## Given problem
Report how many lines in the records below contain the string "locate". Reply with the number alone.

=== Records to process ===

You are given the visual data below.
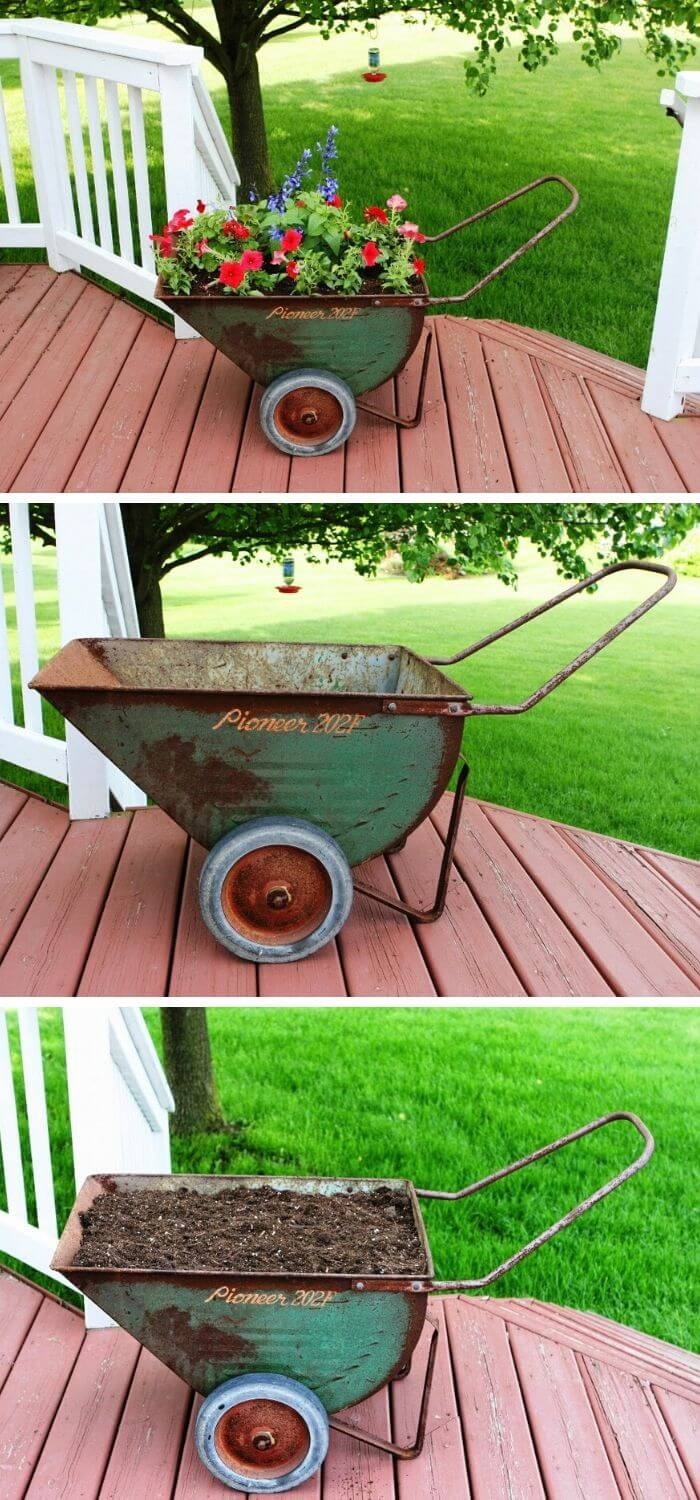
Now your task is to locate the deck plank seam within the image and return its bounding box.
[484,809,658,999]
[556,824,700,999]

===
=== Records to process ===

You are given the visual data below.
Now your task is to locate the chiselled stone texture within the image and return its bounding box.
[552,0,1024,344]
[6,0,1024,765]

===

## Task result
2